WHAT TO PRODUCE ::
Gather every line of the data that contains the word "rough" and copy each of those lines in full.
________________________________________
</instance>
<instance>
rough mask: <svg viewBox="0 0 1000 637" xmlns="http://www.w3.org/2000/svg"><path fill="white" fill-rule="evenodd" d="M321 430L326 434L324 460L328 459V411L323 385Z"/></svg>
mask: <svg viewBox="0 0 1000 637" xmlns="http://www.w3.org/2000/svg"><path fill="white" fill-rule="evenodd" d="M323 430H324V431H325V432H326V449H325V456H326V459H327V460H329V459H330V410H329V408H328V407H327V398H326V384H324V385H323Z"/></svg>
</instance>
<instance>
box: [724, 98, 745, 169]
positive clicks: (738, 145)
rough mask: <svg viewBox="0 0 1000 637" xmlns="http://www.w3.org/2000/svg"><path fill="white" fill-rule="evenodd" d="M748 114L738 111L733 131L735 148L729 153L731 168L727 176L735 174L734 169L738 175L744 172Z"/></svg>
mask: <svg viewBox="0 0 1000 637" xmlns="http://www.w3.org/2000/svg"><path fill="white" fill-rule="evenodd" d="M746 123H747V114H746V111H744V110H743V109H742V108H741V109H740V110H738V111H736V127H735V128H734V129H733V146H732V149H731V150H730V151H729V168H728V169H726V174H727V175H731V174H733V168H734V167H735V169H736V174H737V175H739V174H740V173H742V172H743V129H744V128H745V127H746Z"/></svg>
________________________________________
RESPONSE AREA ::
rough mask: <svg viewBox="0 0 1000 637" xmlns="http://www.w3.org/2000/svg"><path fill="white" fill-rule="evenodd" d="M321 430L326 434L324 460L328 459V411L323 385Z"/></svg>
rough mask: <svg viewBox="0 0 1000 637" xmlns="http://www.w3.org/2000/svg"><path fill="white" fill-rule="evenodd" d="M748 114L738 111L733 131L735 148L729 153L731 168L727 176L735 174L734 169L738 175L744 172Z"/></svg>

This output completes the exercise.